- Task to complete
Pull out each line of the listing below that contains the string "police". Treat uppercase and lowercase letters as different.

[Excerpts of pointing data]

——

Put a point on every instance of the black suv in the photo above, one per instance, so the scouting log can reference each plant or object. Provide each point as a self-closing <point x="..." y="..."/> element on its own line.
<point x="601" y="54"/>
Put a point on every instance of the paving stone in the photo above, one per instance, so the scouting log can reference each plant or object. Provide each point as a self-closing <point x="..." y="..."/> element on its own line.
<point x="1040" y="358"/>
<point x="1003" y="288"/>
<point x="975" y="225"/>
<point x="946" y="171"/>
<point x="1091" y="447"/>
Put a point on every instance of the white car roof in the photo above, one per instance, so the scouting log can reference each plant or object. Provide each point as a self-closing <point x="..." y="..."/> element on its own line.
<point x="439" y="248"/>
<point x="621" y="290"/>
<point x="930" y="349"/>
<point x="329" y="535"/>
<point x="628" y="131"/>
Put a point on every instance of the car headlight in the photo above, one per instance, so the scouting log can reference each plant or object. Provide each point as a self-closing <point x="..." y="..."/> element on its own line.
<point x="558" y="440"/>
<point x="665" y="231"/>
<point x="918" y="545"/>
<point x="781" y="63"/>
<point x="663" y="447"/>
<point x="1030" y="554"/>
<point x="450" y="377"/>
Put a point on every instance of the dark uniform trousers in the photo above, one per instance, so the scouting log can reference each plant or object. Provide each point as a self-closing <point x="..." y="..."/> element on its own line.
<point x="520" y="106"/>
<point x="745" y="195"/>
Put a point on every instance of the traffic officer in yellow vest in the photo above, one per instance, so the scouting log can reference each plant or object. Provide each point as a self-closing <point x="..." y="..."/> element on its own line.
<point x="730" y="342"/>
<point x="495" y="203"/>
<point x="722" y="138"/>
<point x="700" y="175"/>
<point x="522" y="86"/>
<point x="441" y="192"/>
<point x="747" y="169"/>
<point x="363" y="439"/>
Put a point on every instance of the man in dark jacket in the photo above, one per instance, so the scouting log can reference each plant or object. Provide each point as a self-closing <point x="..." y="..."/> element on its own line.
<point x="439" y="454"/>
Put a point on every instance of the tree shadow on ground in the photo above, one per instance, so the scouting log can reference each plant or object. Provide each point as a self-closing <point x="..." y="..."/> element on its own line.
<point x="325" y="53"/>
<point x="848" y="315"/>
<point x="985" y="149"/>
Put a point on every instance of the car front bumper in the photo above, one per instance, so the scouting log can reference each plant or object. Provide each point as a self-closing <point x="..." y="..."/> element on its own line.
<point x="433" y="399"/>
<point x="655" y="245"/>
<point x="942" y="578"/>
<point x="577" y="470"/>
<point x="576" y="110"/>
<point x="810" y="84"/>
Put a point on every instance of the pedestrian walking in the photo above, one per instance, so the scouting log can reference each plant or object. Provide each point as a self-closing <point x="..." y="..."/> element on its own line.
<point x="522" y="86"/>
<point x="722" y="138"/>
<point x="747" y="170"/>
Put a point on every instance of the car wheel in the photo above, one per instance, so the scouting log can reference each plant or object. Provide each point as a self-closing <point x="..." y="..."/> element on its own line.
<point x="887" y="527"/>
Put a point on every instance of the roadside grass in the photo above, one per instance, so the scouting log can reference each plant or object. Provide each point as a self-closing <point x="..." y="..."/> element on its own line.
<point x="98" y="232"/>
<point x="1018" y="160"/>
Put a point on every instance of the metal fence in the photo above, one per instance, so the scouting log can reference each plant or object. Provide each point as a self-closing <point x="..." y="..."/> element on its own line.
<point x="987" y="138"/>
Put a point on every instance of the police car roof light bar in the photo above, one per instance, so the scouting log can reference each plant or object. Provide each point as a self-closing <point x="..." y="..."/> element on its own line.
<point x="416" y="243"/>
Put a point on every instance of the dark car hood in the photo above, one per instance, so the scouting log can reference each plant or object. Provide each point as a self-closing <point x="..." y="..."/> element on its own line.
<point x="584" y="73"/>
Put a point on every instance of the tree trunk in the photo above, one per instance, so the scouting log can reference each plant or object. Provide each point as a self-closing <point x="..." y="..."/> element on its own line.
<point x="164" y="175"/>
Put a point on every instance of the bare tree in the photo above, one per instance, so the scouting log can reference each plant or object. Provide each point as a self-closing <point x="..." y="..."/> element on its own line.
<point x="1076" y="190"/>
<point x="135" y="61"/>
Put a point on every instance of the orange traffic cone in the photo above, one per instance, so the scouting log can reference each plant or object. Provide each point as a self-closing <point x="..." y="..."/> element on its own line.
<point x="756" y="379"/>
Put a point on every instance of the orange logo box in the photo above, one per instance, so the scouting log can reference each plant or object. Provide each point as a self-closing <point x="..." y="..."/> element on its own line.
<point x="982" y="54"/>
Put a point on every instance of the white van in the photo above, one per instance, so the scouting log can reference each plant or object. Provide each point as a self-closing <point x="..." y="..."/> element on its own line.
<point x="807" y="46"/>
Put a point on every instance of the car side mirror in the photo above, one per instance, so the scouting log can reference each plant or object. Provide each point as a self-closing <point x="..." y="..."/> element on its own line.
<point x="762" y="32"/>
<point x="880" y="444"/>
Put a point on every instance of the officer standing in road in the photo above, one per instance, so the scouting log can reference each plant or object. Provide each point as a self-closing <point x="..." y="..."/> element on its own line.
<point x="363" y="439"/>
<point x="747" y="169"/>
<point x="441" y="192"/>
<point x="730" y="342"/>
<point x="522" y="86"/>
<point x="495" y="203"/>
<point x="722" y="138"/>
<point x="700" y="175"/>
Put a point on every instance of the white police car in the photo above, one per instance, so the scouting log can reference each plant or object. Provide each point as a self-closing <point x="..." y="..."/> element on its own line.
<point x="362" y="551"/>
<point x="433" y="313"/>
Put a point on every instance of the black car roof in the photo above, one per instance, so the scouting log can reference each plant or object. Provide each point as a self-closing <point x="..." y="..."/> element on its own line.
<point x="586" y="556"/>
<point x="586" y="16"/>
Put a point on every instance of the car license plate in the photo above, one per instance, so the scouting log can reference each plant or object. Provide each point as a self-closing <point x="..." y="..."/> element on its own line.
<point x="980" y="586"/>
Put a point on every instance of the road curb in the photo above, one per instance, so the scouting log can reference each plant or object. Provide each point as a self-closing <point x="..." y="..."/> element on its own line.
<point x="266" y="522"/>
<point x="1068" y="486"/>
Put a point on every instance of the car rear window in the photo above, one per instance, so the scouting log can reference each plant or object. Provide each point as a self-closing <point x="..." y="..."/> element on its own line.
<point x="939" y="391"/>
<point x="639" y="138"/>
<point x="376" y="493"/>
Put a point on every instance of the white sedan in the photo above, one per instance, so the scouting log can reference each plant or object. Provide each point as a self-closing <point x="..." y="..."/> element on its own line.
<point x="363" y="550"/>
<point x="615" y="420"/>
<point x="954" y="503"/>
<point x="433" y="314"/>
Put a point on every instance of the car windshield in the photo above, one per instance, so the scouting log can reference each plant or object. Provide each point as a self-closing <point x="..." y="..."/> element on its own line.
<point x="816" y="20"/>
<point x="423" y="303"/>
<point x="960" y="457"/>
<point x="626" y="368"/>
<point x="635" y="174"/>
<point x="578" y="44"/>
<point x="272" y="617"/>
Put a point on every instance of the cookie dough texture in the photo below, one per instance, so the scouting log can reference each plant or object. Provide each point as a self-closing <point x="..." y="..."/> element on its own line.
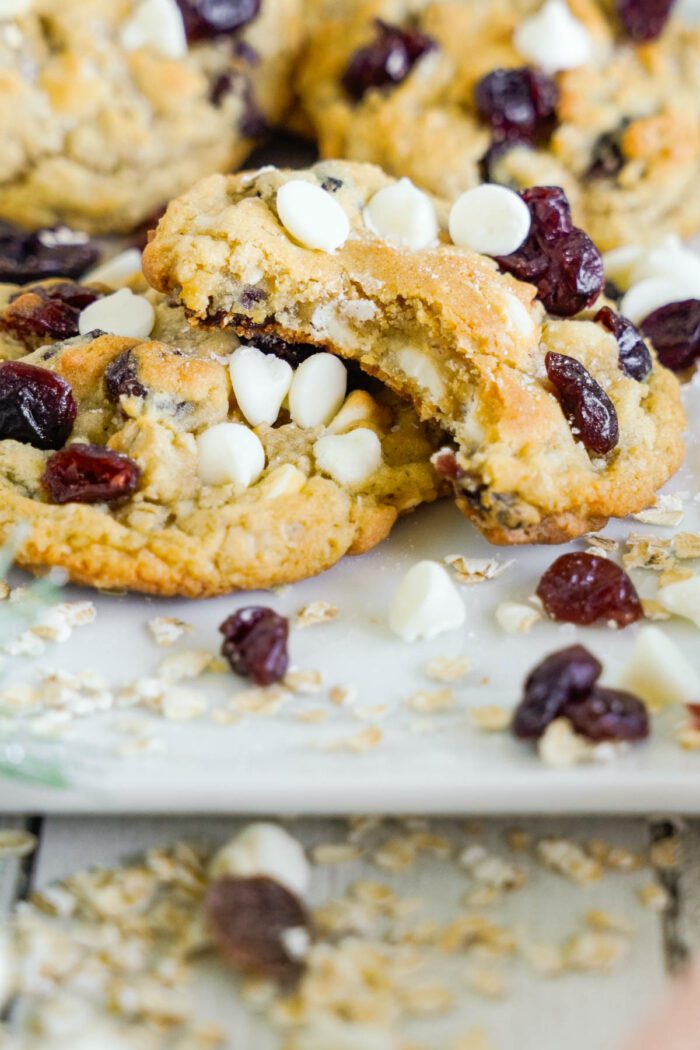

——

- Output for this task
Put a point on every instance of the police car roof light bar in the photo above, one per instance, so the scouting log can reference each plant or object. Provide each point as a self-closing <point x="..." y="..."/> element on its own line.
Put a point on every instance of the white police car in the photo above, one per instance, so the scouting log can reference each plant or object. Provide each point as a self-closing <point x="..." y="..."/> element on its own line.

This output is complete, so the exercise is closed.